▶ DOCUMENT EXTRACT:

════════════════════

Minister for Foreign Affairs and External Trade
- In office 27 February 2012 – 15 December 2014
- Prime Minister: Gordon Darcy Lilo
- Preceded by: Peter Shannel Agovaka
- Succeeded by: Milner Tozaka

Minister for Police, National Security and Correctional Services
- In office 21 November 2011 – 27 February 2012
- Prime Minister: Gordon Darcy Lilo
- Preceded by: himself (prior to resignation)
- Succeeded by: David Tome
- In office 18 April 2011 – 9 November 2011
- Prime Minister: Danny Philip
- Preceded by: James Tora
- Succeeded by: himself (after 12-day vacancy)

Minister for Health and Medical Services
- In office 5 May 2006 – 21 December 2007
- Prime Minister: Manasseh Sogavare

Minister for Justice and Legal Affairs
- In office 22 April 2006 – 5 May 2006
- Prime Minister: Snyder Rini

Leader of the Independent Members
- In office 30 August 2010 – 7 April 2011

Member of Parliament for Temotu Vatud
- Incumbent
- Assumed office 5 April 2006
- Preceded by: Hudson Teava Rangissearofa

Personal details
- Born: 10 October 1976 (age 49) Namo Village, Tikopia
- Party: Social Credit Party, then People's Federation Party

= Clay Forau Soalaoi =

Solomon Islands politician (born 1976)

════════════════════

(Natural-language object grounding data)
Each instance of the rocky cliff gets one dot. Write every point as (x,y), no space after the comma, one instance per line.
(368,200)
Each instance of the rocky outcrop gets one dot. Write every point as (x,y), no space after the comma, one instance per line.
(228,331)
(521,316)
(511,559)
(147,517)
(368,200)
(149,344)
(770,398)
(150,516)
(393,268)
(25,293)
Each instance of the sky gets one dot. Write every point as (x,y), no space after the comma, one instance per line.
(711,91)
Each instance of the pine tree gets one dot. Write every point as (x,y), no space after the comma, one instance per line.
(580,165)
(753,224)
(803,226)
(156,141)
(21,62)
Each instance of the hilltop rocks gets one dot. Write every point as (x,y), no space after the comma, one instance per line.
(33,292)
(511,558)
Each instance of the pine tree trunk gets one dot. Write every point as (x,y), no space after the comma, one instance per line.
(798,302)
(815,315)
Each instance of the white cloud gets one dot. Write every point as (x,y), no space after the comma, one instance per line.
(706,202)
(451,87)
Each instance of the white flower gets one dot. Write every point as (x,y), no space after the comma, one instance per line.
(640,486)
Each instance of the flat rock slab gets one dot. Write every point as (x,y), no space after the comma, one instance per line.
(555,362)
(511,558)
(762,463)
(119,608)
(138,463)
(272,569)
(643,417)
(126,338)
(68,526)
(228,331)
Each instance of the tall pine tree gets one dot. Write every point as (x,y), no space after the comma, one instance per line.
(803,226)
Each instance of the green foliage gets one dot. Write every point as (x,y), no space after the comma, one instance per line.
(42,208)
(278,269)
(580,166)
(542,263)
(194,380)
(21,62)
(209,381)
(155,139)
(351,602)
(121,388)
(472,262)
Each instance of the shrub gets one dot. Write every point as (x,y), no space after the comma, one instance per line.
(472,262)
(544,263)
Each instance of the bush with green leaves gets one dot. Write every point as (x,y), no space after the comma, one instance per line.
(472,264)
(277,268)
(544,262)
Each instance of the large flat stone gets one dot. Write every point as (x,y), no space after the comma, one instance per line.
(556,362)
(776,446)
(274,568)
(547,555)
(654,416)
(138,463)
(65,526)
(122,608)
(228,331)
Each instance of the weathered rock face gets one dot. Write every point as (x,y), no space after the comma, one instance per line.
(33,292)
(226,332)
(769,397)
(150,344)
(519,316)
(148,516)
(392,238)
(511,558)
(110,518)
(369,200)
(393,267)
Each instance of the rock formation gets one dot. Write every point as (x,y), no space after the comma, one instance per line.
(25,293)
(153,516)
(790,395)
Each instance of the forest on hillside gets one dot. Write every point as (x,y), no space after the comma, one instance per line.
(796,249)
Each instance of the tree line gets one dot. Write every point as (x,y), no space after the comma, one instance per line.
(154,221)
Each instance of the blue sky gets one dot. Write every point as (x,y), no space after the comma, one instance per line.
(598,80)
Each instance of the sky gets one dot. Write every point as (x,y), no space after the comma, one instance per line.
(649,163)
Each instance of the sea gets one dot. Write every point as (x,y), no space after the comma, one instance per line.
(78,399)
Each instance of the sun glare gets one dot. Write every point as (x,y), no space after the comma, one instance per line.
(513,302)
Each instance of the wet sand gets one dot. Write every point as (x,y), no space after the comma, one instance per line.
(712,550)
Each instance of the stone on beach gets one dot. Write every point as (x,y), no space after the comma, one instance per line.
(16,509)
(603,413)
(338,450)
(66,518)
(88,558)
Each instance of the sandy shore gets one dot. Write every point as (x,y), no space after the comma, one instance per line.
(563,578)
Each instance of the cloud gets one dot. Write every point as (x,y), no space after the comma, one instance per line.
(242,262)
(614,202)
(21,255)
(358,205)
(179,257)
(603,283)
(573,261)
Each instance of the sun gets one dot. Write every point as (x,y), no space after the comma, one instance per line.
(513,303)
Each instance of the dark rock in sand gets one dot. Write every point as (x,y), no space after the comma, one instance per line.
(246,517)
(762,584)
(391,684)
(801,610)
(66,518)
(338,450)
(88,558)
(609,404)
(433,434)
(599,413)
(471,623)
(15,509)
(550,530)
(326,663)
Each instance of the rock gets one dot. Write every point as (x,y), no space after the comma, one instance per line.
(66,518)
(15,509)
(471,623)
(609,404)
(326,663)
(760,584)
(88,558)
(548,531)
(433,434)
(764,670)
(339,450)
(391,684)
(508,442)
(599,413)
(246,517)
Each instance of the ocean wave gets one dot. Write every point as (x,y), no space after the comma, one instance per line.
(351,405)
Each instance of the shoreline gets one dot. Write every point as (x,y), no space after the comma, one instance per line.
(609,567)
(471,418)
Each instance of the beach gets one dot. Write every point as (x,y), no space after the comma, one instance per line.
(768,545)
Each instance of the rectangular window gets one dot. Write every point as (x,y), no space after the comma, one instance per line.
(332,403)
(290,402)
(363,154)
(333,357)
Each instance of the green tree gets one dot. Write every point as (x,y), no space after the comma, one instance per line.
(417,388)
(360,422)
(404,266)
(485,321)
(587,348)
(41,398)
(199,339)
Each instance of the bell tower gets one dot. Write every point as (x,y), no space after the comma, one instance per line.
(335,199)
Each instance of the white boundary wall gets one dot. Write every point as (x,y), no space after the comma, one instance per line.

════════════════════

▶ PROBLEMS AND TASKS:
- A) In the profile of Clay Forau Soalaoi, why is he listed as his own predecessor for the police ministry term that began on 21 November 2011?
- B) Please name the prime minister under whom he served as Minister for Health and Medical Services, according to the profile.

▶ RESPONSES PER TASK:
- A) He had held that same ministry before, from 18 April 2011 to 9 November 2011, until his resignation. After a 12-day vacancy he took the post again, so the earlier term's holder was himself.

- B) Manasseh Sogavare.